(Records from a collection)
════════

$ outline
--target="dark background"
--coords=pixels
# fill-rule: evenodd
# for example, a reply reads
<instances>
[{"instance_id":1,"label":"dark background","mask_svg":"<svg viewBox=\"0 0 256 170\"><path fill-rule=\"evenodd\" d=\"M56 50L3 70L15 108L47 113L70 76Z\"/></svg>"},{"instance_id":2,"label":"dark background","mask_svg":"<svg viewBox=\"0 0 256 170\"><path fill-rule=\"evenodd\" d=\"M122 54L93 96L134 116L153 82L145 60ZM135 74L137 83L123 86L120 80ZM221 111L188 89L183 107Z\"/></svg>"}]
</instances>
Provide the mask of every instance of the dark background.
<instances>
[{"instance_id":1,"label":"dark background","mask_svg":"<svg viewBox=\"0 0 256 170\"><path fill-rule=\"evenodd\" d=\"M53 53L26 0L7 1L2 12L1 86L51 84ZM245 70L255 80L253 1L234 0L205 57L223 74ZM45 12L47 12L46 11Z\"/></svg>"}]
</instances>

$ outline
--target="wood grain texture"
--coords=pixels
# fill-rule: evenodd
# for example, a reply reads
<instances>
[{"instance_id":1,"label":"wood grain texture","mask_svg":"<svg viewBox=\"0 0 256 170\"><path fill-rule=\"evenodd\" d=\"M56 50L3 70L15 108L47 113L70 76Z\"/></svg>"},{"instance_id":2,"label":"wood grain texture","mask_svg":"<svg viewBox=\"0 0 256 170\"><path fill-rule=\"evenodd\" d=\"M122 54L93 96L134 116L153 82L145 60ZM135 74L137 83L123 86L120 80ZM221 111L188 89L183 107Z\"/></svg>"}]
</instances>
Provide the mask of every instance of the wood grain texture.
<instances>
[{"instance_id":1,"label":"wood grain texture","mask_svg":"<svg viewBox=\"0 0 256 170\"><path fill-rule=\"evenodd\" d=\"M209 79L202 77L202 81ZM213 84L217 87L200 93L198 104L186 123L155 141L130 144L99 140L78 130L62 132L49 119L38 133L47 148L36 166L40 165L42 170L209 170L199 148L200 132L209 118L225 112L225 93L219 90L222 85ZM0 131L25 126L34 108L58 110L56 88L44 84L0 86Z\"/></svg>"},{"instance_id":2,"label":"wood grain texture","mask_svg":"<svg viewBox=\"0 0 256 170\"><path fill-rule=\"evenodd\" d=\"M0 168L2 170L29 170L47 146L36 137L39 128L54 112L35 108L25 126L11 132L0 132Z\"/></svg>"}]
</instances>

════════

#### [WHAT NEEDS TO BE DONE]
Tally how many lines of the records contain the string "every", with case counting. Reply with the number alone.

#### [COMPLETE RESPONSE]
2